----- Entries shown -----

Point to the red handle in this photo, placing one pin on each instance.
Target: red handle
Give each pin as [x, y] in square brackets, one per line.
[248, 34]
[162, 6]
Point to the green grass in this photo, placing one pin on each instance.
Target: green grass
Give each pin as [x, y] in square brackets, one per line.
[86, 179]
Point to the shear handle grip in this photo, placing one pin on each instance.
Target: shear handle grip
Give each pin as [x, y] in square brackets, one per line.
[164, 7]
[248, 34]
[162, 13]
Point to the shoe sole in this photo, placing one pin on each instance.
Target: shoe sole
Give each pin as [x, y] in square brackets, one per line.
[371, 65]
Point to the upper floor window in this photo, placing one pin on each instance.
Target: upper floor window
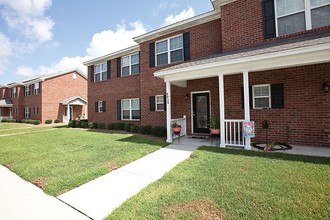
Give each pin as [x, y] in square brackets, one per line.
[130, 64]
[36, 89]
[130, 109]
[169, 50]
[27, 90]
[13, 92]
[300, 15]
[100, 72]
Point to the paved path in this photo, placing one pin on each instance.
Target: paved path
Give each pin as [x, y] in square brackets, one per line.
[20, 199]
[100, 197]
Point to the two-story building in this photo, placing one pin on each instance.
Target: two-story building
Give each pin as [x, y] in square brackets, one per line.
[61, 95]
[247, 60]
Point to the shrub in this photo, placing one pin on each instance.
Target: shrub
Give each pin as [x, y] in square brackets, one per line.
[102, 126]
[128, 127]
[135, 128]
[111, 126]
[159, 131]
[146, 129]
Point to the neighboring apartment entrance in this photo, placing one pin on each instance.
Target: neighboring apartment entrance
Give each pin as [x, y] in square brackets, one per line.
[201, 112]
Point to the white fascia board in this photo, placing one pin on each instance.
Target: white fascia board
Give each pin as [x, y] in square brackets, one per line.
[190, 22]
[102, 59]
[284, 59]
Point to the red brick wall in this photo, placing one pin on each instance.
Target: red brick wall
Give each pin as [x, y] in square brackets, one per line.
[55, 90]
[242, 25]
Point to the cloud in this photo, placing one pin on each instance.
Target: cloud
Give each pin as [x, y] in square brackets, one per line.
[27, 17]
[102, 43]
[5, 51]
[109, 41]
[185, 14]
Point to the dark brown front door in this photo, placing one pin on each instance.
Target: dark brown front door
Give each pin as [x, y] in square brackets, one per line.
[201, 112]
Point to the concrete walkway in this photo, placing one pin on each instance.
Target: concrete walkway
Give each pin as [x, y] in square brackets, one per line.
[98, 198]
[20, 199]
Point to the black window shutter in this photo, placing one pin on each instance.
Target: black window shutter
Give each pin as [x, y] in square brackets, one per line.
[250, 97]
[96, 107]
[119, 67]
[186, 45]
[165, 105]
[91, 72]
[118, 109]
[108, 69]
[104, 106]
[152, 103]
[277, 95]
[268, 12]
[152, 54]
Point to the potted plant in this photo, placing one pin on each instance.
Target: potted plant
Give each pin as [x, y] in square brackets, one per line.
[214, 125]
[176, 128]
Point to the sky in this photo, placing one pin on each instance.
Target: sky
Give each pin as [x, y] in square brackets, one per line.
[39, 37]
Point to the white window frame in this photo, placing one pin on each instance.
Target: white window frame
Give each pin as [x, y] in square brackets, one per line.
[130, 64]
[14, 92]
[269, 96]
[130, 110]
[36, 89]
[169, 50]
[26, 90]
[101, 72]
[100, 106]
[27, 114]
[308, 15]
[159, 103]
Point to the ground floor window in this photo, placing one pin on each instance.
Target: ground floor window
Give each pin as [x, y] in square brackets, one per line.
[130, 109]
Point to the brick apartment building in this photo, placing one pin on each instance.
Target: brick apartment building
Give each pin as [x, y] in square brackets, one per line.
[246, 60]
[49, 97]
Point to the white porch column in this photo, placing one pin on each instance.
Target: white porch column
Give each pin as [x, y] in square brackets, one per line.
[68, 113]
[168, 112]
[222, 111]
[246, 105]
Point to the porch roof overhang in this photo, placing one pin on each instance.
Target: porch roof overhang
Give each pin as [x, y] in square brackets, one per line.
[75, 100]
[6, 103]
[308, 52]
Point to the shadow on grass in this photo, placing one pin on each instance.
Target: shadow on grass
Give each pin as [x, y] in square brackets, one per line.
[278, 156]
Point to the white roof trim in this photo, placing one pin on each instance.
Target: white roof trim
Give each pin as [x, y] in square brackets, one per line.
[102, 59]
[275, 60]
[190, 22]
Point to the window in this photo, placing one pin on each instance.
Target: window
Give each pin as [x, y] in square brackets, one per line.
[261, 96]
[100, 72]
[159, 103]
[27, 90]
[130, 109]
[36, 110]
[36, 89]
[300, 15]
[130, 64]
[169, 50]
[13, 92]
[27, 112]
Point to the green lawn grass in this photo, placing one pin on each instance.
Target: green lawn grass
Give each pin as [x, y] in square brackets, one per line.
[236, 184]
[65, 158]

-----

**Brief:**
Repeat the preceding records precisely, and leave every picture out of the copy.

**Task response:**
Point to the red handle in this photo, placing one pin on each instance.
Target: red handle
Give each pin as [x, y] in square brackets, one per line.
[248, 34]
[162, 6]
Point to the green grass in this photo, placing one pin on each instance.
Target: green grass
Give each pin as [x, y] in square brackets, one per line.
[86, 179]
Point to the shear handle grip in this photo, placing one pin on each instance.
Target: shear handle grip
Give each pin as [x, y] in square brackets, one per line.
[164, 7]
[248, 34]
[162, 13]
Point to the shoe sole in this photo, placing one pin on each instance.
Target: shoe sole
Give each pin as [x, y] in square brackets, one per line.
[371, 65]
Point to the upper floor window in this photo, placing one pin on each instance.
Target: upper floor window
Give each pin as [x, y] in square brackets, one per line.
[130, 64]
[36, 89]
[130, 109]
[169, 50]
[27, 90]
[13, 92]
[300, 15]
[100, 72]
Point to the paved path in this photo, placing one pin on each instance.
Target: paved path
Give each pin as [x, y] in square brackets, one per line.
[20, 199]
[100, 197]
Point to the two-story building in this photo, placing one pin on each instance.
Target: two-story building
Give each pin as [x, y] in square brackets, one per line.
[61, 95]
[247, 60]
Point to the shrub in this photo, placing one pin on each instance.
Target: shrub
Give each pin as [x, y] in square brackets, one per line.
[102, 126]
[128, 127]
[135, 128]
[111, 126]
[159, 131]
[146, 129]
Point to the neighboring apartment entrance in this photo, placing one pin on each instance.
Target: neighboring apartment entrance
Give each pin as [x, y] in square brackets, one per line.
[201, 112]
Point to the white fascia board in this photo, placing one pin on each instance.
Target: white fascia board
Give each pin as [x, y] in square brackets, one per line.
[190, 22]
[102, 59]
[284, 59]
Point to the red brick wall in this photo, placing one pin on each instance.
Target: red brick wall
Give each pin as [x, y] in square brackets, one per line.
[55, 90]
[242, 25]
Point to the cloud in this photo, placing one pin on each instance.
Target: cloud
Give each pin as [x, y] in square brackets, one per line.
[27, 17]
[102, 43]
[5, 51]
[109, 41]
[185, 14]
Point to the dark brown front door in this photo, placing one pin on each instance.
Target: dark brown front door
Give each pin as [x, y] in square brackets, one per line.
[201, 112]
Point to the concrete walkway in this photo, placing one pin on each instance.
Target: concrete walkway
Give each pin as [x, y] in square brackets, one per line.
[98, 198]
[20, 199]
Point to the black window shutter in this photo, placing one pin on each instance.
Target: black window shutter
Give each pin as [x, y] in square brackets, one per line.
[250, 97]
[96, 107]
[119, 67]
[186, 45]
[165, 105]
[91, 72]
[118, 109]
[108, 69]
[104, 106]
[152, 103]
[277, 95]
[268, 12]
[152, 54]
Point to the potted plant in this photo, placing one pin on each instance.
Target: potted plant
Give each pin as [x, y] in square brackets, one per line.
[214, 125]
[176, 128]
Point to the sky in this photo, placing one pin on each instance.
Target: sky
Give each pin as [x, y] in square brackets, one per line.
[39, 37]
Point to the white window frame in this photo, placing one pin on each instance.
Target: white window frame
Give each pin as [x, y] in square brackets, one per line.
[130, 64]
[14, 92]
[269, 96]
[130, 110]
[36, 89]
[169, 50]
[26, 90]
[101, 72]
[100, 106]
[27, 114]
[308, 15]
[159, 103]
Point to the ground floor window in this photo, placing one pin on each instance.
Target: ground floor window
Give each pin as [x, y] in square brackets, one per line.
[130, 109]
Point to the brick apartment building in this photo, placing one pin on each instance.
Target: brick apartment building
Give each pin as [x, y] in square brackets, one per line.
[246, 60]
[49, 97]
Point to the white porch column in this photo, placing one pin on each instance.
Target: white porch column
Give each pin as [x, y] in square brackets, one per line.
[68, 113]
[168, 112]
[222, 111]
[246, 105]
Point to the porch roof overhang in this photo, placing one pin on each instance.
Target: porch roof overhang
Give each pin as [x, y] in square brackets, one per line.
[75, 100]
[6, 103]
[308, 52]
Point to the shadow on grass in this photo, placing one pin on each instance.
Target: shadow on grass
Give each pin as [x, y] in square brackets, one per line.
[278, 156]
Point to the white roof trim in this photo, placing one pin on each instance.
Target: white roof trim
Give each pin as [x, y] in square brackets, one per line.
[102, 59]
[275, 60]
[190, 22]
Point to the window in this photo, placing one pin on each instance.
Target: window
Give each pin as [x, y] in square brackets, one per line.
[261, 96]
[100, 72]
[159, 103]
[27, 90]
[130, 109]
[36, 110]
[36, 89]
[300, 15]
[130, 64]
[169, 50]
[13, 92]
[27, 112]
Point to the green lawn grass in this photo, placing one pin on each instance.
Target: green lawn grass
Give each pin as [x, y] in square brackets, one per line.
[236, 184]
[65, 158]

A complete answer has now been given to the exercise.